Excerpted passage:
>> START
Here’s our 5 top skills you need to learn this year…and they are all from books. You’re very welcome.

1. Start making a difference in the world

Getting to Maybe by Frances Westley

Many of us have a deep desire to make the world around us a better place. But often our good intentions are undermined by the fear that we are so insignificant in the big scheme of things that nothing we can do will actually help feed the world’s hungry, fix the damage of a Hurricane Katrina or even get a healthy lunch program up and running in the local school. We tend to think that great social change is the province of heroes – an intimidating view of reality that keeps ordinary people on the couch. But extraordinary leaders such as Gandhi and even unlikely social activists such as Bob Geldof most often see themselves as harnessing the forces around them, rather than singlehandedly setting those forces in motion. The trick in any great social project is to stop looking at the discrete elements and start trying to understand the complex relationships between them. By studying fascinating real-life examples of social change this book teases out the rules of engagement between volunteers, leaders, organisations and circumstance and harvests the experiences of a wide range of people and organisations to lay out a brand new way of thinking about making change in communities, in business, and in the world.

2. Take control of your finances

The Barefoot Investor: The Only Money Guide You’ll Ever Need by Scott Pape

So I’ve just finished reading “The Barefoot Investor’ and I’ve been left feeling…a bit emotional really. One thing that you’ll find different between this book and any other finance book you have read is that getting on top of your finances gives you enormous freedom. Divorced? Made redundant? Want a change of career? Sort your finances by putting in place the ‘set and forget’ steps covered by Scott Pape and you’re halfway there. For many, this book has been life changing.
>> END
Records provided:
>> START
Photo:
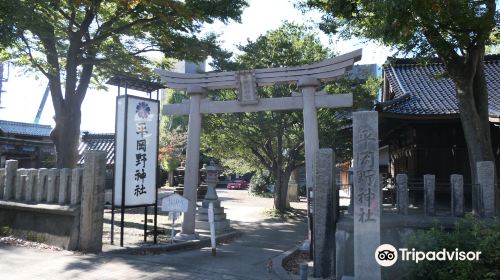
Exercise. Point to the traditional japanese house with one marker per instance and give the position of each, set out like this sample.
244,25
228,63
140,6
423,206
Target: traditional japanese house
419,119
27,143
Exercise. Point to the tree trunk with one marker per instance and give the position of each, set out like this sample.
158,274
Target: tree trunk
281,189
171,178
472,95
66,135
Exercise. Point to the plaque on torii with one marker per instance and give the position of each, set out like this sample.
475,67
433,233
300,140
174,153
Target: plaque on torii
307,77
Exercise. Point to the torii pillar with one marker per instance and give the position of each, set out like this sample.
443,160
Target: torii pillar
308,86
191,174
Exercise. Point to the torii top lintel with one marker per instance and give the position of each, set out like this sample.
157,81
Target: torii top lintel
326,70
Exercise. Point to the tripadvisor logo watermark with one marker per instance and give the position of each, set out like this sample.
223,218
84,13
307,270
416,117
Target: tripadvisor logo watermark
387,255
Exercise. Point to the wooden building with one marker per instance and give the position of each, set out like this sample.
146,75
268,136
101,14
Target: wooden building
419,119
28,143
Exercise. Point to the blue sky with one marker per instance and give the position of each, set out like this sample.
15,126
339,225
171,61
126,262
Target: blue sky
24,92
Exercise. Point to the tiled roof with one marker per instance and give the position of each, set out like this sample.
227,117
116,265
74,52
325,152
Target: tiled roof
98,142
419,92
26,129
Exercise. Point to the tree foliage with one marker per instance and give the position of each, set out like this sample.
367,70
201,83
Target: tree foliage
74,43
456,31
272,140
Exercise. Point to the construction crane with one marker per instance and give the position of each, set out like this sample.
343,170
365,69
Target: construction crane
2,79
42,104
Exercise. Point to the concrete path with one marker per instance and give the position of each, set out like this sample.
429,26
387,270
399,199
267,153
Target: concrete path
246,257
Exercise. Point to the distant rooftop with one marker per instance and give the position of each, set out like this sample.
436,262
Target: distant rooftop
26,129
98,142
416,89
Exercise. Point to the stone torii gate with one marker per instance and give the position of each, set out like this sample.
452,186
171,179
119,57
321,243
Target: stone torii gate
307,77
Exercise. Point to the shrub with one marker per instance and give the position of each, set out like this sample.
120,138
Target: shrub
258,185
469,234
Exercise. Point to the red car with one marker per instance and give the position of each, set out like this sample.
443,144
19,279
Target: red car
237,185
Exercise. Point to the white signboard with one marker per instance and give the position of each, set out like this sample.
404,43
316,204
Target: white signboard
136,150
174,203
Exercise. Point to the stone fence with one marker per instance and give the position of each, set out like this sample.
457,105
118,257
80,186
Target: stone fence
483,193
55,206
61,186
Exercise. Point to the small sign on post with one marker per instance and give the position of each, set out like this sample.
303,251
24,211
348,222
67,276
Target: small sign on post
212,227
174,204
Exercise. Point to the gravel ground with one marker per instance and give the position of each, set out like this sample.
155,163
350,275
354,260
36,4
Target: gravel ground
241,208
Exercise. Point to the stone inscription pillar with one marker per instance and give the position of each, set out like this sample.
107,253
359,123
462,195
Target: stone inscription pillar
457,195
486,181
191,176
10,179
324,214
402,193
429,194
366,195
92,205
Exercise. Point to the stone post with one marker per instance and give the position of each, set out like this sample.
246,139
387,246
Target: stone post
191,175
293,187
220,222
76,183
41,185
31,180
486,181
457,195
51,184
402,193
325,214
92,205
20,184
366,195
64,180
10,179
2,182
429,194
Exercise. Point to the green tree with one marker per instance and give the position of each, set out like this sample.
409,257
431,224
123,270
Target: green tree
270,140
75,43
456,31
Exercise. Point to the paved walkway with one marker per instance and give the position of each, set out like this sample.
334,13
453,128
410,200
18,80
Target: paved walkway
246,257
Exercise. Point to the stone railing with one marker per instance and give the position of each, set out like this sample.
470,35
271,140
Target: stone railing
483,193
60,186
61,207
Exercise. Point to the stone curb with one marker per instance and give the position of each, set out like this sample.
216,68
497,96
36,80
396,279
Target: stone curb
278,264
282,273
162,248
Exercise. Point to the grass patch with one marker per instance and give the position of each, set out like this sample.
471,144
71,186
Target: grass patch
289,214
33,237
6,231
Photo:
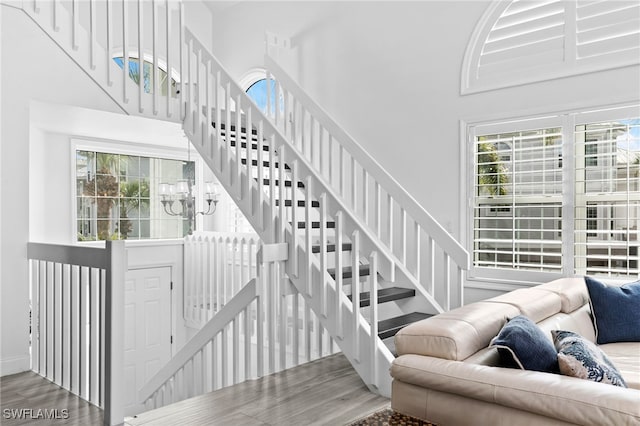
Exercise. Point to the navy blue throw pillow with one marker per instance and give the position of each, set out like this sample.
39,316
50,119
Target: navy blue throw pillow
616,311
523,340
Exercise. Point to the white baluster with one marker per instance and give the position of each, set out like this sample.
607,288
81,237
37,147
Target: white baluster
355,292
338,279
168,30
92,35
140,56
323,254
108,41
373,306
154,72
125,51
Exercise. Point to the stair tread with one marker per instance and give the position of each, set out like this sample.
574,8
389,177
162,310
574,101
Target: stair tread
265,163
287,183
254,146
316,225
301,203
389,327
386,295
331,248
347,271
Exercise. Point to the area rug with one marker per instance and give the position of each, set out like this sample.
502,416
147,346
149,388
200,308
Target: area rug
388,417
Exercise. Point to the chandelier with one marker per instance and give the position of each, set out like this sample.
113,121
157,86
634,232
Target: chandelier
182,191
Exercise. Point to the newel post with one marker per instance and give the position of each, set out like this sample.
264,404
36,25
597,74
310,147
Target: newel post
114,334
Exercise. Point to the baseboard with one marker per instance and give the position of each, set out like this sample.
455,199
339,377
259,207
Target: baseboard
15,365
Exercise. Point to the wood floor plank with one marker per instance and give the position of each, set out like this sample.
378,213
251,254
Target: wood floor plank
327,391
30,391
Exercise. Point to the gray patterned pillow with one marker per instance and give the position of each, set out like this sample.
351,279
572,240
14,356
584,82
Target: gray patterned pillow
581,358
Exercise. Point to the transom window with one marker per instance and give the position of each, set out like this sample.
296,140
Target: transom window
116,196
536,210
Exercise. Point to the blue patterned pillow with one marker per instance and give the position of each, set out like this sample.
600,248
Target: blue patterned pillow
523,341
616,311
579,357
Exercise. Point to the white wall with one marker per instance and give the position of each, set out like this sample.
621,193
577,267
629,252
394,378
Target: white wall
31,69
389,72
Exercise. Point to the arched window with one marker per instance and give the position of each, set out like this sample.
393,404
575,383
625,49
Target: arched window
258,93
522,42
147,75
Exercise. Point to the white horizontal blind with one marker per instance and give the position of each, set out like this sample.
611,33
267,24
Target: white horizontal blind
528,41
607,206
526,35
518,200
608,28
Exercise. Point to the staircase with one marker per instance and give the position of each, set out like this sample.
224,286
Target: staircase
367,258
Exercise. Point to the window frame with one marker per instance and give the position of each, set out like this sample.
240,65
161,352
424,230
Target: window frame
567,120
133,149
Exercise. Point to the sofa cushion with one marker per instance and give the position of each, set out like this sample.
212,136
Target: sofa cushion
456,334
578,357
526,343
616,311
572,291
532,302
626,357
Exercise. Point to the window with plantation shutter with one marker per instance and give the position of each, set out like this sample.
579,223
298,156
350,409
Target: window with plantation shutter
518,200
557,195
522,41
607,200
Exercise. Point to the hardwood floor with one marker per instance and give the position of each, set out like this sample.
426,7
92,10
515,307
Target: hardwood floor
324,392
29,399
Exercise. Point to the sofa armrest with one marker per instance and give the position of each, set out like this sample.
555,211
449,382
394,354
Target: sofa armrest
567,398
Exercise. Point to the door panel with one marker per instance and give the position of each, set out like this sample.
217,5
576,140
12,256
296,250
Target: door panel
147,329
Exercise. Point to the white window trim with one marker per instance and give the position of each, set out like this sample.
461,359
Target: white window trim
488,278
470,83
129,148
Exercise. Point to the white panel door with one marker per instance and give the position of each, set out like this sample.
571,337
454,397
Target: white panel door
147,329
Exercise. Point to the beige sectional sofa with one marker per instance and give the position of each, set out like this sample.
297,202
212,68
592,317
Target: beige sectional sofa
446,373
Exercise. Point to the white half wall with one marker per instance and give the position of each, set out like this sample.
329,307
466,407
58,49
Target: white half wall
32,68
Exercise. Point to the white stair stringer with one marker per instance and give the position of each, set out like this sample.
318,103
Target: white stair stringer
212,96
372,366
94,60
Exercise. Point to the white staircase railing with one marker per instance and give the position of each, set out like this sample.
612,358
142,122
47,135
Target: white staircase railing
77,321
419,245
216,266
292,189
264,328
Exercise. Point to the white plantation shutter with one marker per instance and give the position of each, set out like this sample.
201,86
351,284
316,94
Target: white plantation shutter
527,35
527,41
609,30
607,206
535,211
518,200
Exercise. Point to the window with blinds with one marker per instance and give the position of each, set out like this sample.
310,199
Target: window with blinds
528,41
523,196
518,200
607,200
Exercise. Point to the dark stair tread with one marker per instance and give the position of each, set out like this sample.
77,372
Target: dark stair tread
389,327
265,163
386,295
287,183
316,225
331,248
233,128
254,146
347,271
301,203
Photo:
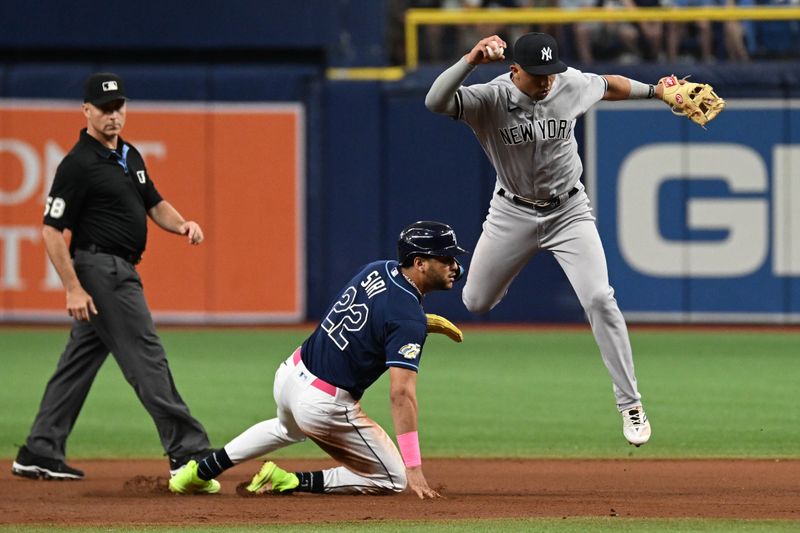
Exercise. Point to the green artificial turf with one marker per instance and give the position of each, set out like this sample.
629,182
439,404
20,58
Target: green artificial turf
534,393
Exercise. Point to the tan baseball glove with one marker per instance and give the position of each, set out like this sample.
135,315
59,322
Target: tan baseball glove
439,324
697,101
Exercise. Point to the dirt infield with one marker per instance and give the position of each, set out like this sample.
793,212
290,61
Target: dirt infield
134,492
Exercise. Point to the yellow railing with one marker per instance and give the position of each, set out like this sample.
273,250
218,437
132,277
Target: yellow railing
418,17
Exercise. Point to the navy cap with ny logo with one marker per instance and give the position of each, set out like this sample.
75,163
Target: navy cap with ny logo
537,54
103,87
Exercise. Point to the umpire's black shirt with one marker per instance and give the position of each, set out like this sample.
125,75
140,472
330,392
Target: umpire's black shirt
102,196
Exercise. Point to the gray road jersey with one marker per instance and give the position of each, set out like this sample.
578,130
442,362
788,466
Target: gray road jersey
531,143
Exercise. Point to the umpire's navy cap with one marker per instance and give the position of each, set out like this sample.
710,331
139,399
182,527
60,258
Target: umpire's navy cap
103,87
537,54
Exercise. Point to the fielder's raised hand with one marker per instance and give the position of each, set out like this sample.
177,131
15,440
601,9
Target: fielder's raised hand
487,50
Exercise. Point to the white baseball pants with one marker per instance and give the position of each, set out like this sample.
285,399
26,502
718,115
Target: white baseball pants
513,234
333,420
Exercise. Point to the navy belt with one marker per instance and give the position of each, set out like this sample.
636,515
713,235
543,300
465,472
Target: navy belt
127,255
538,205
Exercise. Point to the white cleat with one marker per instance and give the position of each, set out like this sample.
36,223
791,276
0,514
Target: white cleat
635,425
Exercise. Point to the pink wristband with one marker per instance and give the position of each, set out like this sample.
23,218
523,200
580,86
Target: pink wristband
409,448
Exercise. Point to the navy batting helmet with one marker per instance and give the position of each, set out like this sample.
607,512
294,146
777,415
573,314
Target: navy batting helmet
427,237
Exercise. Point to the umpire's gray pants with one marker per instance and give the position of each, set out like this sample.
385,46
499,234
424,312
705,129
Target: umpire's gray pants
125,328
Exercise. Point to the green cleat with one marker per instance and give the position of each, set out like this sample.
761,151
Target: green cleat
186,481
273,479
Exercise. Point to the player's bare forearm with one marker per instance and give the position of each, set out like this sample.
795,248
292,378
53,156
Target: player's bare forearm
403,399
169,219
79,303
441,97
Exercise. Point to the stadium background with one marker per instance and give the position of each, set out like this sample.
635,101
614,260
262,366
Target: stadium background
344,154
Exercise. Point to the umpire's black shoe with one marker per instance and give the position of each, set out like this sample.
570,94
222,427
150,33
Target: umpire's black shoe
175,463
33,466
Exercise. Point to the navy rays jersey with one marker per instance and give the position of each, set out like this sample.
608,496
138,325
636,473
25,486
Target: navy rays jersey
376,322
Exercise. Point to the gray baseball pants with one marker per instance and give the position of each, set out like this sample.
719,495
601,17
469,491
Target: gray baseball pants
513,234
125,328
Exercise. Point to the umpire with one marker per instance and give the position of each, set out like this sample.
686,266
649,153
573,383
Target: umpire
102,194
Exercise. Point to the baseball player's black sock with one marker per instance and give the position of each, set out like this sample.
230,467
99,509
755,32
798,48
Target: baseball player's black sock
310,482
213,465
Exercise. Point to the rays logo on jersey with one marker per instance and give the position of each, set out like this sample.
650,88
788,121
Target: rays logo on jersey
410,350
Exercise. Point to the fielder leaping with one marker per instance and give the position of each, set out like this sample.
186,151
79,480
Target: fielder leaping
524,121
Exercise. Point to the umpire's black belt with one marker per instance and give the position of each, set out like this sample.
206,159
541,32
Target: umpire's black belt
127,255
539,205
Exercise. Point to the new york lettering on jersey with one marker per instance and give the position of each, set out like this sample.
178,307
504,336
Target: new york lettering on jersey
375,322
540,129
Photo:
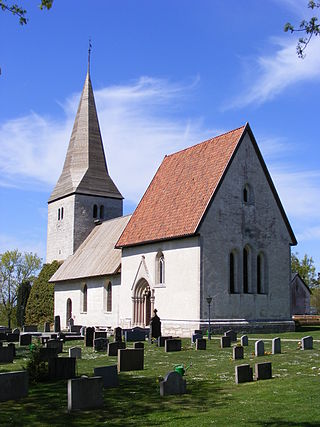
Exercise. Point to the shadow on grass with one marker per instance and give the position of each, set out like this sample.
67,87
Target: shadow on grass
136,402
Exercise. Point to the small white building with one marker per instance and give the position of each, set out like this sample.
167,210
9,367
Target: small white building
210,224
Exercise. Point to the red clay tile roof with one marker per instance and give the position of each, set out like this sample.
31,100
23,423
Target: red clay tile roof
177,197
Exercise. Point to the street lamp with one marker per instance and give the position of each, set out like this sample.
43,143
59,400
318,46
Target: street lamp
209,299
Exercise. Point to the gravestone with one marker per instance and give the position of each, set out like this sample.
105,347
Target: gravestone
263,371
138,345
244,341
89,337
225,342
276,346
30,328
100,344
201,344
109,375
47,353
162,340
307,343
13,385
243,374
232,335
173,383
62,368
85,393
238,352
259,348
113,348
118,334
25,339
155,325
57,327
172,345
130,359
75,352
194,337
6,355
46,327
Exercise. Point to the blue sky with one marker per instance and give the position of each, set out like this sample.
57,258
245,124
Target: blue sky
166,75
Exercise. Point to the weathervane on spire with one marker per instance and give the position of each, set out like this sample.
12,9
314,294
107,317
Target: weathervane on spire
89,53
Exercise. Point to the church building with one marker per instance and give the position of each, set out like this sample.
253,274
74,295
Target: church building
209,226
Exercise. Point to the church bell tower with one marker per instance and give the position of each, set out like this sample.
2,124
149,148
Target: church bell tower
85,192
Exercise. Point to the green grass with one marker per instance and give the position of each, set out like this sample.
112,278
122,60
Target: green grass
289,399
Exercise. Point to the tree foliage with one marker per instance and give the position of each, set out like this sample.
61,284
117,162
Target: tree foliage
41,300
309,28
20,12
14,269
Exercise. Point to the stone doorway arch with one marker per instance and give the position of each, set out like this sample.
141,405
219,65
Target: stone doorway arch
143,303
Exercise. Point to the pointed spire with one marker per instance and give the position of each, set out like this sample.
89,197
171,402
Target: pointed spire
85,169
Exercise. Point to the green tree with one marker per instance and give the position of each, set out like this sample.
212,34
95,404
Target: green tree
24,290
306,269
309,28
14,269
41,300
21,13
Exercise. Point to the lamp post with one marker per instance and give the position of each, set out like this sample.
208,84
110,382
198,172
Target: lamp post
209,299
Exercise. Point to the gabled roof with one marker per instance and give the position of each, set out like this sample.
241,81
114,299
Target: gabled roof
97,255
182,189
85,169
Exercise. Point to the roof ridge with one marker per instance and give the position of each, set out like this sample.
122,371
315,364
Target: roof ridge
206,140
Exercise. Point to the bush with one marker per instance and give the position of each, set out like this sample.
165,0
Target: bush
40,306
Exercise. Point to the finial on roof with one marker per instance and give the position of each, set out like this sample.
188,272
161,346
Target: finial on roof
89,54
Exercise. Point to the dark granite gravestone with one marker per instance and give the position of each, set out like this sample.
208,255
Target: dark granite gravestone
85,393
62,368
109,375
25,339
155,325
173,383
113,348
100,344
118,334
172,345
13,385
237,352
225,342
244,340
201,344
57,327
130,360
263,371
89,337
162,340
276,346
243,374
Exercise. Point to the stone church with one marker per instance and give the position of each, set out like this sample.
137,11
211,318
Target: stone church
210,225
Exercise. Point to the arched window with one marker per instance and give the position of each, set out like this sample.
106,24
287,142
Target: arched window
95,211
232,273
101,212
84,298
245,270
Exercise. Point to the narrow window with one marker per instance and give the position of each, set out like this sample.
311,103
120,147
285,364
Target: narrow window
85,299
101,212
231,273
245,271
109,297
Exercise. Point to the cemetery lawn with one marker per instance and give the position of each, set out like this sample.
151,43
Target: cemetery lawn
291,398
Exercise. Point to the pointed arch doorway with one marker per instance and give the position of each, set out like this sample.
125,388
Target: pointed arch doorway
143,303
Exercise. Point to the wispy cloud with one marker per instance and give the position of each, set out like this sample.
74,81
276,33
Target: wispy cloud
271,75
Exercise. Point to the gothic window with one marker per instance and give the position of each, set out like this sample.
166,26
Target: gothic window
101,212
>> END
Exercises to complete:
1. Update the book list starting at "So I’ve just" and ending at "been life changing.", with "independence" in place of "freedom".
2. In the book list, who is named as the author of The Barefoot Investor?
3. Carry on with the book list from the point where it stops.

Results:
1.
So I’ve just finished reading “The Barefoot Investor’ and I’ve been left feeling…a bit emotional really. One thing that you’ll find different between this book and any other finance book you have read is that getting on top of your finances gives you enormous independence. Divorced? Made redundant? Want a change of career? Sort your finances by putting in place the ‘set and forget’ steps covered by Scott Pape and you’re halfway there. For many, this book has been life changing.

2. Scott Pape

3.
3. Get ahead in life

Tools of Titans: The Tactics, Routines, and Habits of Billionaires, Icons, and World-Class Performers by Timothy Ferriss

For the last two years, Ferriss interviewed nearly two hundred world-class performers for the podcast, The Tim Ferriss Show. The guests range from super celebs (Jamie Foxx, Arnold Schwarzenegger), athletes (icons of powerlifting, gymnastics, surfing) and legendary Special Operations commanders and black-market biochemists. This book contains the distilled tools, tactics, and ‘inside baseball’ you won’t find anywhere else. It also includes new tips from past guests, and life lessons from new guests. “What makes the show different is a relentless focus on actionable details. This is reflected in the questions. For example: What do these people do in the first sixty minutes of each morning? What do their workout routines look like, and why? What books have they gifted most to other people? What are the biggest wastes of time for novices in their field? What supplements do they take on a daily basis?

4. Learn how to Code
How to Code: A Step-By-Step Guide to Computer Coding by Max Wainewright

Become a master coder, with these step-by-step instructions and robot helpers too! How to Code teaches you all the basic concepts, including Loops, Variables, and Selection, and then develops your skills further until you can create your own website . . . and more! Learn how to use Logo, build games in Scratch, program projects in Python, experiment with HTML, and make interactive web pages with JavaScript.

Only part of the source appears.